# The task
Reproduce the items below verbatim, starting at the line that contains "Provide one marker per instance of the bright" and ending at the final line of the items, with both of those lines included.

(Stored entries)

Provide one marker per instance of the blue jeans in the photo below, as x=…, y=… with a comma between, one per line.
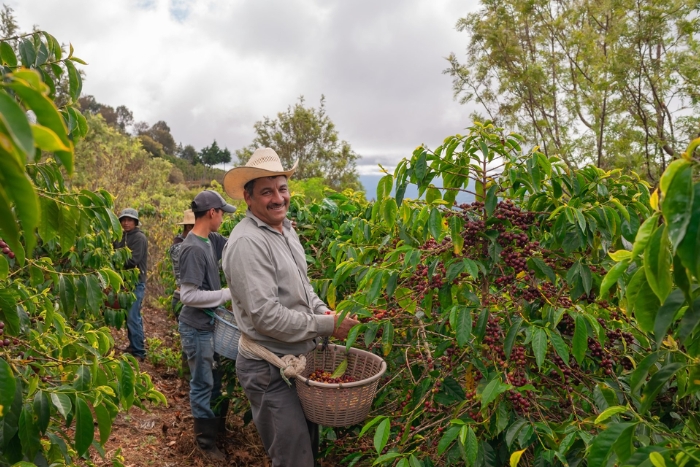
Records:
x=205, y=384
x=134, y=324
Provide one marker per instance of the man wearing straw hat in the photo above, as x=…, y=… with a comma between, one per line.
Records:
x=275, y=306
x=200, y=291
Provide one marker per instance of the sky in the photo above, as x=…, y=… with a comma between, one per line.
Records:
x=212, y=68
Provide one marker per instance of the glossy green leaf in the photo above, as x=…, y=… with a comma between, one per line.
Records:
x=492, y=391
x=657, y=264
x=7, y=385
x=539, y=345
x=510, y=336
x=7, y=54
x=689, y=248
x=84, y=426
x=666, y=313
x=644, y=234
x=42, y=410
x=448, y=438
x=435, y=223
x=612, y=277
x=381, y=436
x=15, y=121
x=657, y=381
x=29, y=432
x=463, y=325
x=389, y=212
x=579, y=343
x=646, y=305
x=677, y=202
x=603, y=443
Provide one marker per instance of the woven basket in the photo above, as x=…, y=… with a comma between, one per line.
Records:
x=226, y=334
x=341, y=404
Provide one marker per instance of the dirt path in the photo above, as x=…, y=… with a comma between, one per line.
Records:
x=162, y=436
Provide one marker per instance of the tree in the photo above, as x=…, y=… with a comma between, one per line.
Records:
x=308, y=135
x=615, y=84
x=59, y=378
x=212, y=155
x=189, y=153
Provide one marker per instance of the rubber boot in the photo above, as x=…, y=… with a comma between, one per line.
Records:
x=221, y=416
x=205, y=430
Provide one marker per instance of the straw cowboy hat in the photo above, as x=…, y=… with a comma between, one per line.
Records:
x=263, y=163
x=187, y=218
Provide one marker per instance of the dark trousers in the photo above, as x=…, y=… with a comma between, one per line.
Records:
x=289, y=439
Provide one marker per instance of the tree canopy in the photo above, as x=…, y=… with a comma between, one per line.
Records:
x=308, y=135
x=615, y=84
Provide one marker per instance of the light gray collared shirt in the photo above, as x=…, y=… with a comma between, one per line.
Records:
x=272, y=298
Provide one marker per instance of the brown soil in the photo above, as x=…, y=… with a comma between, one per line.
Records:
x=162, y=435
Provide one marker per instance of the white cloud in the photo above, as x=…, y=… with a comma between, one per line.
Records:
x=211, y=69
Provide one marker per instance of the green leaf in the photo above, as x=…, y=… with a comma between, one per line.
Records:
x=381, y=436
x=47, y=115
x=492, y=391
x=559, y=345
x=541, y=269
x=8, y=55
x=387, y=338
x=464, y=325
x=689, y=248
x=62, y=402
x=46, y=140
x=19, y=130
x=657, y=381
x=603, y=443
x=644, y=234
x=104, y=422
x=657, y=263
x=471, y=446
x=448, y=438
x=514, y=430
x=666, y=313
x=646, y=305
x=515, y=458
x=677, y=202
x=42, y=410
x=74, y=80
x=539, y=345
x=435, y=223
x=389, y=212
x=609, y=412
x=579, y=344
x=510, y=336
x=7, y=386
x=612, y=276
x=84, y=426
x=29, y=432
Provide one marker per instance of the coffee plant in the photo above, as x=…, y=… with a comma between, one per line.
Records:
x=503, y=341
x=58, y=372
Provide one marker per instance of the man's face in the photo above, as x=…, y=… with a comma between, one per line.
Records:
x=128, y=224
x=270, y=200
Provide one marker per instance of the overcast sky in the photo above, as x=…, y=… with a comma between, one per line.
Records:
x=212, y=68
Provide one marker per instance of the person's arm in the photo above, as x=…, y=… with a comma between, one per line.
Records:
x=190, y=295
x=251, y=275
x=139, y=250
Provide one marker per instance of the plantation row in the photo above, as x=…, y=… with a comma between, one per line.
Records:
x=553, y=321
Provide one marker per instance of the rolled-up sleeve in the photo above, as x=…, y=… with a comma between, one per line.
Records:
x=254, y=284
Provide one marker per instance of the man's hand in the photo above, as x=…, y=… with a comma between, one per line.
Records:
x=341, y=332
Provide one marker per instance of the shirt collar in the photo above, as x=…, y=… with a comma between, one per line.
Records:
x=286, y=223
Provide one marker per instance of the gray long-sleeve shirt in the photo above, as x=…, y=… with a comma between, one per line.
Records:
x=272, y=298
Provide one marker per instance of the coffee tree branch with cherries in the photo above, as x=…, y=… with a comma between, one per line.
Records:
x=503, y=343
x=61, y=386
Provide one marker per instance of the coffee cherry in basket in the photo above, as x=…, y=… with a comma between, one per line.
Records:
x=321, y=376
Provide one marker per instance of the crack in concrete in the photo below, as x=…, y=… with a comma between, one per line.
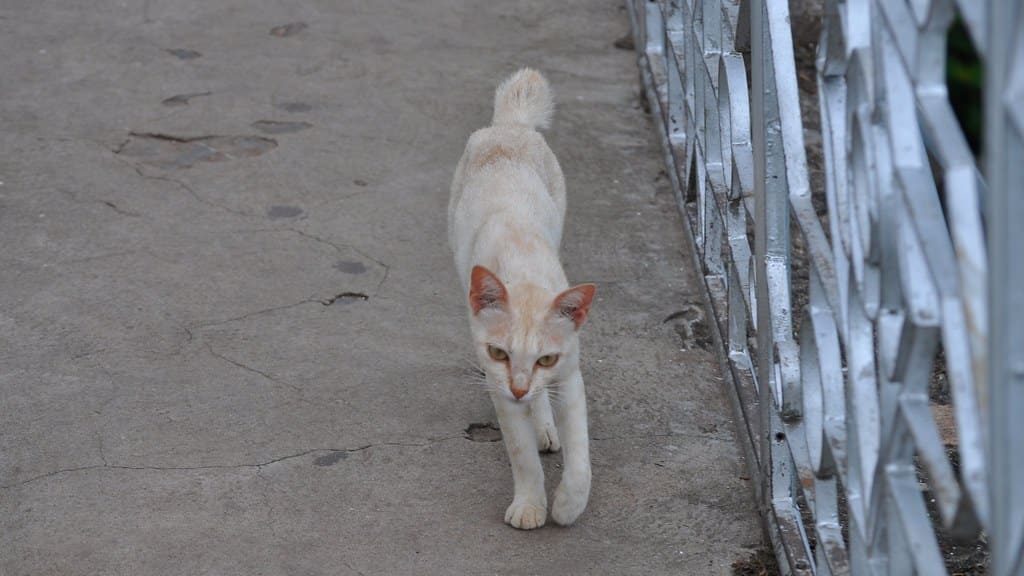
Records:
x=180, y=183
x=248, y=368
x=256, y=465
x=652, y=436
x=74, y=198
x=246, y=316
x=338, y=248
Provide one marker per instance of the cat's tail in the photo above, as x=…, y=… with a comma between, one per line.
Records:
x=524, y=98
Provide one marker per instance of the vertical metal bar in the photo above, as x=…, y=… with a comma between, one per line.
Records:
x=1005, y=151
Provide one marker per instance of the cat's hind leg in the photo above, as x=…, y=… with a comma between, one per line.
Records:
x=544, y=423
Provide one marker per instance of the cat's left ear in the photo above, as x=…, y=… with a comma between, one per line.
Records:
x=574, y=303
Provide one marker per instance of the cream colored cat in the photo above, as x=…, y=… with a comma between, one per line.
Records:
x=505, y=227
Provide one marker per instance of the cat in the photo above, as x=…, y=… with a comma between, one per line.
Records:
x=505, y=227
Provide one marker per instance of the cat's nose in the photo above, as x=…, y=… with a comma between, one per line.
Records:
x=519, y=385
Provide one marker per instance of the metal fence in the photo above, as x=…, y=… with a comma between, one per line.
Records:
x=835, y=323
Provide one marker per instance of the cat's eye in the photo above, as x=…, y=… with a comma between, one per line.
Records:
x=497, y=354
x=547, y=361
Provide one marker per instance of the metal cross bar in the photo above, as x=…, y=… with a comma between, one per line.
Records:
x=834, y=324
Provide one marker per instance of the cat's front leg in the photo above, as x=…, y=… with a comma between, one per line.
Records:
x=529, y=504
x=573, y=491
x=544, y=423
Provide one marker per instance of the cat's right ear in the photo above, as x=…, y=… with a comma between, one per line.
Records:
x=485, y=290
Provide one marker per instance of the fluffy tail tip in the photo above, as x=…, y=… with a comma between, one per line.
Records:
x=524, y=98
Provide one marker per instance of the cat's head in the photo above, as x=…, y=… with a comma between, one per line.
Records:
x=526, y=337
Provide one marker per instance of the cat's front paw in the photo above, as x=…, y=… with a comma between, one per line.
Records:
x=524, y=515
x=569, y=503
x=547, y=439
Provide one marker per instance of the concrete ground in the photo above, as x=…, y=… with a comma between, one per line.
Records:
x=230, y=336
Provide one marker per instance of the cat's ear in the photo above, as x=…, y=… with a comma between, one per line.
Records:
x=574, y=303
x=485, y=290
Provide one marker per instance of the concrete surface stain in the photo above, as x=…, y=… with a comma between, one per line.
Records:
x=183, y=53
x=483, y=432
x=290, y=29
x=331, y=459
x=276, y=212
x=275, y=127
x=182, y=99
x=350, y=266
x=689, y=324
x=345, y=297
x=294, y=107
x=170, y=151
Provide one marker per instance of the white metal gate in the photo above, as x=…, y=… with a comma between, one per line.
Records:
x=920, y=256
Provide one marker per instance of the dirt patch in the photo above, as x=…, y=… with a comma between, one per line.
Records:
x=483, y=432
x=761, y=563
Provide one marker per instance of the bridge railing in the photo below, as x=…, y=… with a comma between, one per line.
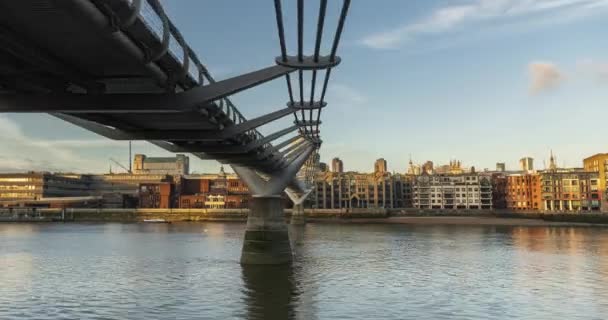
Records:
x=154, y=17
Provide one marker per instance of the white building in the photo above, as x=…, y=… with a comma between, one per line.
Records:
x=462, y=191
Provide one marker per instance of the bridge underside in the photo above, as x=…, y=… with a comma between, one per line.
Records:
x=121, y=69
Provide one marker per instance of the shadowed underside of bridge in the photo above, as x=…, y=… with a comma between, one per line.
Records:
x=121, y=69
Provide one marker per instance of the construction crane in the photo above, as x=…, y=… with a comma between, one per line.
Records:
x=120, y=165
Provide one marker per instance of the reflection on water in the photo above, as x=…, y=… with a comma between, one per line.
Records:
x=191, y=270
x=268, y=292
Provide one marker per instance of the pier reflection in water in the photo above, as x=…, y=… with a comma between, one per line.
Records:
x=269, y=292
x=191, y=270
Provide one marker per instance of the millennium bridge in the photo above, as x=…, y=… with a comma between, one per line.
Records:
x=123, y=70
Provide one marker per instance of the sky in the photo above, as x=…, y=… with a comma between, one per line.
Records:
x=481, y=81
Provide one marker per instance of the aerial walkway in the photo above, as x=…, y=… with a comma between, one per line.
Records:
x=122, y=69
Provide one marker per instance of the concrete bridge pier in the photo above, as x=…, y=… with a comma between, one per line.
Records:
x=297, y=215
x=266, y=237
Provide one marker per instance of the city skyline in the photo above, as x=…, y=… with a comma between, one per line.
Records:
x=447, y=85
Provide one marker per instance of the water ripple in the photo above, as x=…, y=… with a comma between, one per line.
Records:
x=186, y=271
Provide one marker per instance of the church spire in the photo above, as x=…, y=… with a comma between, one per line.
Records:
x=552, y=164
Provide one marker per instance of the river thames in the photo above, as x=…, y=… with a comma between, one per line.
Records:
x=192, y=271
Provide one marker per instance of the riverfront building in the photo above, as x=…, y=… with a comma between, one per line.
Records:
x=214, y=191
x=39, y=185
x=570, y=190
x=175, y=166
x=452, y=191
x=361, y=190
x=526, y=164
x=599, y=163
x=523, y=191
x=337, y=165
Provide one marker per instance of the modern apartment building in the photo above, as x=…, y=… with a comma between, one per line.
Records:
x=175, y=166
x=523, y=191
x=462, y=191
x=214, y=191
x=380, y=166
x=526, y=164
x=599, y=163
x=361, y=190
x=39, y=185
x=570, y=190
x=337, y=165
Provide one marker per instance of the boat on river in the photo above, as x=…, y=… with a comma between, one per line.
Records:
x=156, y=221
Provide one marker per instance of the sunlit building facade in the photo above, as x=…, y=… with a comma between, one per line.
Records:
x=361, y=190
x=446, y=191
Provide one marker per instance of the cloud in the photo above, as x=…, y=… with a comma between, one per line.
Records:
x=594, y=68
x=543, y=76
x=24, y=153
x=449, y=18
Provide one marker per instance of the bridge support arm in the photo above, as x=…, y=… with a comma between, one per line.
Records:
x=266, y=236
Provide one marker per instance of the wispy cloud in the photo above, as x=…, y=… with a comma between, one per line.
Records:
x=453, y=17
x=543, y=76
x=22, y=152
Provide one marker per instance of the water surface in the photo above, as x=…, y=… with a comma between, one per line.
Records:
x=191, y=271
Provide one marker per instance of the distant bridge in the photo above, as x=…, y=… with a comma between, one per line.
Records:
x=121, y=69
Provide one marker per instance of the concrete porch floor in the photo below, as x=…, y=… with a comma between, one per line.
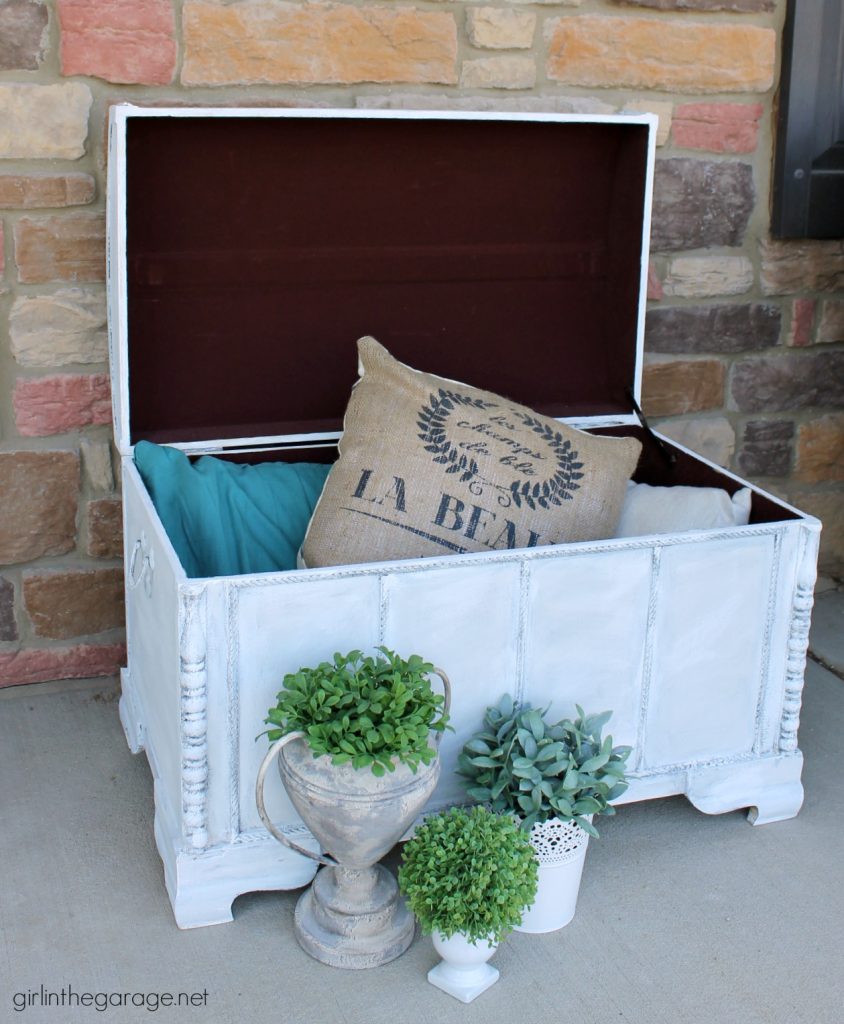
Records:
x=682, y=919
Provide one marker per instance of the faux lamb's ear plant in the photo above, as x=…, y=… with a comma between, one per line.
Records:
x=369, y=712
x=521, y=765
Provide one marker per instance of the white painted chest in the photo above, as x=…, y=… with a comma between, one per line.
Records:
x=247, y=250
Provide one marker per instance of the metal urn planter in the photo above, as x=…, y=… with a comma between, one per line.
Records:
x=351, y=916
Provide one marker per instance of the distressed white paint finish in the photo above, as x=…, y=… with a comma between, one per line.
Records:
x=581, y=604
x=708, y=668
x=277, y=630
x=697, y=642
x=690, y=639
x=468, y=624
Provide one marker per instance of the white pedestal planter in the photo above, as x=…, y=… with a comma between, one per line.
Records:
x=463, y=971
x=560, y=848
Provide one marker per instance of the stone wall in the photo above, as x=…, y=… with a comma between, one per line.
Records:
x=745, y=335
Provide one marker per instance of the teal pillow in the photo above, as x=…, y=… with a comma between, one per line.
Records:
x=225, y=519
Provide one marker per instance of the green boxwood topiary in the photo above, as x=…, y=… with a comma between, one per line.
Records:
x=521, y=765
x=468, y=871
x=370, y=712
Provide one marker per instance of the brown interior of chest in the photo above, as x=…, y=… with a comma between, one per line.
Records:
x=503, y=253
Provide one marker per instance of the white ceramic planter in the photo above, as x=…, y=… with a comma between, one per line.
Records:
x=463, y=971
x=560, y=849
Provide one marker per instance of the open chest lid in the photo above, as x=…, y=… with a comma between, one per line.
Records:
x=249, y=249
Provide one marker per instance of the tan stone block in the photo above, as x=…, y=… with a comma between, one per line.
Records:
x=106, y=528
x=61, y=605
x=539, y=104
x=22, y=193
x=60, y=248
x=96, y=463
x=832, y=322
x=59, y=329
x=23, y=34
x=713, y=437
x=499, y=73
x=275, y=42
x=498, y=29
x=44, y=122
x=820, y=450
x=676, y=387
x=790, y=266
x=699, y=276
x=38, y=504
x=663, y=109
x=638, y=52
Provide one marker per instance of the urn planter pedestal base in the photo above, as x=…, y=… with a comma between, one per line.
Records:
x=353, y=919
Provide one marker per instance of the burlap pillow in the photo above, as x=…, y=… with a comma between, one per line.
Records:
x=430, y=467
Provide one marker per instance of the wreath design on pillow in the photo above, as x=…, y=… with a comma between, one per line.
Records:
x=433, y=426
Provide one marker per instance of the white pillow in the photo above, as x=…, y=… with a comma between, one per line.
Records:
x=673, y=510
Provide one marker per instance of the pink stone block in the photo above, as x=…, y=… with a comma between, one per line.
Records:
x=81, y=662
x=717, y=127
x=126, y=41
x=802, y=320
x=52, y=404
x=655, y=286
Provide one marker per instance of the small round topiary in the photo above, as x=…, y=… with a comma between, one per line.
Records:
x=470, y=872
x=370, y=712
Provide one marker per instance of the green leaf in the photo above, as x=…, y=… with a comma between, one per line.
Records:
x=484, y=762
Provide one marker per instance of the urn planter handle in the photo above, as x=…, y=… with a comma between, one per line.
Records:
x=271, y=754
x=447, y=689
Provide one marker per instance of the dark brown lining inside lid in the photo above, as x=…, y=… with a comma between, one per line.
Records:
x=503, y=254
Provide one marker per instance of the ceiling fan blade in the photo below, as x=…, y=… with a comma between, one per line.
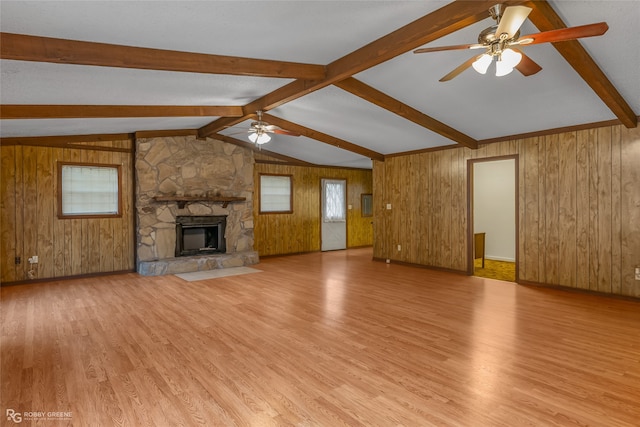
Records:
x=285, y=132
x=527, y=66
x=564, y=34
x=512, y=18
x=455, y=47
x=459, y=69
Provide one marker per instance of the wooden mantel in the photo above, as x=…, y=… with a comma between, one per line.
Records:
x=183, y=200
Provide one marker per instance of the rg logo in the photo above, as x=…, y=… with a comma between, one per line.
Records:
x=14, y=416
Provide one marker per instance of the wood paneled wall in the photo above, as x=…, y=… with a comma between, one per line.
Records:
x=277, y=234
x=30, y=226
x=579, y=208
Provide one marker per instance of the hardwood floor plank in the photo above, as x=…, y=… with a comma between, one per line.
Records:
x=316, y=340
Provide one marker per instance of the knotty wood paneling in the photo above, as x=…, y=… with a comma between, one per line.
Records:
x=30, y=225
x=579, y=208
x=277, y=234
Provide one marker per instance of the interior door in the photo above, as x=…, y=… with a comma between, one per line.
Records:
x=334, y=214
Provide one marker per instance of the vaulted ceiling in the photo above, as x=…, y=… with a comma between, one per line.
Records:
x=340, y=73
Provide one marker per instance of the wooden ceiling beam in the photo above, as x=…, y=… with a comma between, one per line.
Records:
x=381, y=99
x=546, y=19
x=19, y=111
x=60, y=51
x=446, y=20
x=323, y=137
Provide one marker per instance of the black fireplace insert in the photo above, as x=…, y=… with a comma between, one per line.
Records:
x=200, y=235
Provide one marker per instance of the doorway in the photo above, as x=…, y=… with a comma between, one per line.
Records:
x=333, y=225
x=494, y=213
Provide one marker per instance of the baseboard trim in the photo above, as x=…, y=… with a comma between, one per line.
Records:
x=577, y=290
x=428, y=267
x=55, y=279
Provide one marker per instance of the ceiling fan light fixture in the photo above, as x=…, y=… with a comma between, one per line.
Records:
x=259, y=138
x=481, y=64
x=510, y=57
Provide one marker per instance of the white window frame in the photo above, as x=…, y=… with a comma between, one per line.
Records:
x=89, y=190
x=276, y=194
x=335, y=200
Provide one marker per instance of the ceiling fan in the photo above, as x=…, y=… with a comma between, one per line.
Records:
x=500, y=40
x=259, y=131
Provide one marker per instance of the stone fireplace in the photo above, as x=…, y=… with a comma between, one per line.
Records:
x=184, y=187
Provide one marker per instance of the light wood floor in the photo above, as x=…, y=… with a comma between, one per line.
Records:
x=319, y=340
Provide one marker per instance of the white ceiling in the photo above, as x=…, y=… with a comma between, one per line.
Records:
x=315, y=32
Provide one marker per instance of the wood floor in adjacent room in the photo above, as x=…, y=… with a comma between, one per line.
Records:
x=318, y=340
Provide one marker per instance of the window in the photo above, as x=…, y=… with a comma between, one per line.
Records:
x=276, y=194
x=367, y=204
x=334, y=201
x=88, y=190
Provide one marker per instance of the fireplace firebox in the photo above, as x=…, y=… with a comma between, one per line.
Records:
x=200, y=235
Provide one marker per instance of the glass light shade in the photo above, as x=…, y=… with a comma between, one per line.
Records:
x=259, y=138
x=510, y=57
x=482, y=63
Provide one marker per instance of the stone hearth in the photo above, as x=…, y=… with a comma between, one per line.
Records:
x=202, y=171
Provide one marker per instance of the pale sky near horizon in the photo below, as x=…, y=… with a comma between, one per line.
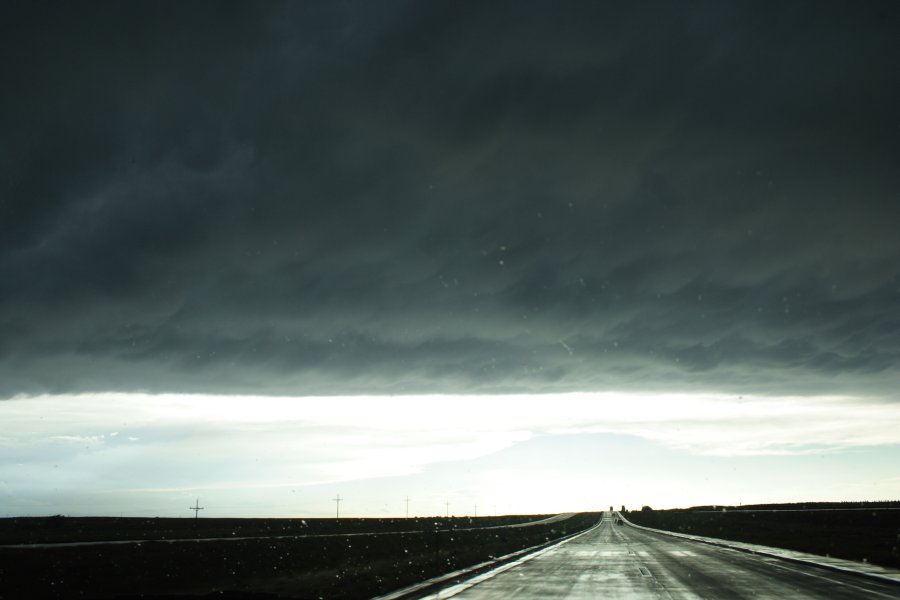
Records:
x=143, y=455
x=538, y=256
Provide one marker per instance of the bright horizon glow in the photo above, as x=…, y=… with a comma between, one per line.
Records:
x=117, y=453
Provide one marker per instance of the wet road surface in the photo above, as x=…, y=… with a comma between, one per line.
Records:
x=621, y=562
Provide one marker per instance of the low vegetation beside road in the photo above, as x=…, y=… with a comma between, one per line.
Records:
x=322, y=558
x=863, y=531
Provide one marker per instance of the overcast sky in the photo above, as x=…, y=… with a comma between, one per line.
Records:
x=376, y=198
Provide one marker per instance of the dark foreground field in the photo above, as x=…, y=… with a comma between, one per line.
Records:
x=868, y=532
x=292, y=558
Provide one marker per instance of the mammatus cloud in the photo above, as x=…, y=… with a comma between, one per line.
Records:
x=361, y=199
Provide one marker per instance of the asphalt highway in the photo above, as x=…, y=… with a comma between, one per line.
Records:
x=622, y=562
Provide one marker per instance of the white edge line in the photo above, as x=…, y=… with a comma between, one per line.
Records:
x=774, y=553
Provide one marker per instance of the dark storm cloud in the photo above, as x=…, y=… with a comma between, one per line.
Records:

# Finished exercise
Provide one marker per instance of the bright horizon glow in the photo above, as x=…, y=… with a comma between, one per line.
Records:
x=117, y=453
Provide one marker per instance of the wet road surface in the photo above, as x=…, y=… with a comma between, one per line.
Records:
x=621, y=562
Provide one marker per instance of the low vegetation beside road in the photo above, as x=…, y=… with a comma between, one per line.
Records:
x=322, y=558
x=863, y=531
Provide one marker per instance of the overcast sky in the photo above, as x=…, y=… with a comma between, one per line.
Records:
x=376, y=198
Provide one marker per instance of the dark foreground field in the photo above, as x=…, y=… with a comma between, one per line.
Records:
x=868, y=532
x=292, y=558
Provide one marker per instance of the mammatus cloud in the photo above, as x=…, y=… with a comma between, one per line.
Records:
x=361, y=199
Provide one marker per instance of the asphalt highway in the photo above, as x=…, y=… with a comma between, one per line.
Records:
x=622, y=562
Provide one marker per instance of the white edge line in the photo above, as x=…, y=… with a comma between, one per line.
Records:
x=774, y=553
Provide one marker per instance of the dark storm cloud in the photo above, as x=…, y=… with a comma between, one per line.
Records:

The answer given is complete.